START STORED ROWS

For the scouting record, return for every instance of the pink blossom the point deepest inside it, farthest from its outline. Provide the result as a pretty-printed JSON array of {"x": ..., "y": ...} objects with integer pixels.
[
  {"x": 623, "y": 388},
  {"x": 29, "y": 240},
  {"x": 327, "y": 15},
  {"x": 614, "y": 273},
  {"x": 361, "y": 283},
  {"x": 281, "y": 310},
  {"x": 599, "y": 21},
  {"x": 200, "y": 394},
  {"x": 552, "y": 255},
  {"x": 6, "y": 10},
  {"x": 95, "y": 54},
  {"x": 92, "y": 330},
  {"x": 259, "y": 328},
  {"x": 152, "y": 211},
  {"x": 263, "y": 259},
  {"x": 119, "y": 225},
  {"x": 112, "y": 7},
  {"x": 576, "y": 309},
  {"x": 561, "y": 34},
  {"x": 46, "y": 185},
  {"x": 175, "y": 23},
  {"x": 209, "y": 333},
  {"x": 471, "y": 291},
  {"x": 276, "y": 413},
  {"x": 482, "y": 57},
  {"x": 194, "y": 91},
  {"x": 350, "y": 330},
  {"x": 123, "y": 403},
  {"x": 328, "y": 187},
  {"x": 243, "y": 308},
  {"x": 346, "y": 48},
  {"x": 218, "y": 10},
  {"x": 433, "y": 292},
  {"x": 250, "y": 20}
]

END STORED ROWS

■ REQUIREMENT
Return the entries in full, keeping every line exactly as it is.

■ EXERCISE RESPONSE
For the scouting record, return for every instance of the pink blossom the point deepest inside it, farthest from its outline. Provide the result as a pretty-printed JSON array of {"x": ..., "y": ...} objects with integer pixels.
[
  {"x": 623, "y": 388},
  {"x": 29, "y": 240},
  {"x": 327, "y": 15},
  {"x": 614, "y": 273},
  {"x": 361, "y": 283},
  {"x": 281, "y": 310},
  {"x": 599, "y": 21},
  {"x": 200, "y": 394},
  {"x": 552, "y": 255},
  {"x": 6, "y": 10},
  {"x": 95, "y": 54},
  {"x": 92, "y": 330},
  {"x": 259, "y": 328},
  {"x": 152, "y": 211},
  {"x": 263, "y": 259},
  {"x": 119, "y": 225},
  {"x": 112, "y": 7},
  {"x": 576, "y": 309},
  {"x": 561, "y": 34},
  {"x": 46, "y": 185},
  {"x": 175, "y": 23},
  {"x": 209, "y": 333},
  {"x": 471, "y": 291},
  {"x": 276, "y": 413},
  {"x": 482, "y": 57},
  {"x": 194, "y": 91},
  {"x": 350, "y": 330},
  {"x": 123, "y": 403},
  {"x": 328, "y": 187},
  {"x": 243, "y": 308},
  {"x": 346, "y": 48},
  {"x": 218, "y": 10},
  {"x": 433, "y": 292},
  {"x": 250, "y": 20}
]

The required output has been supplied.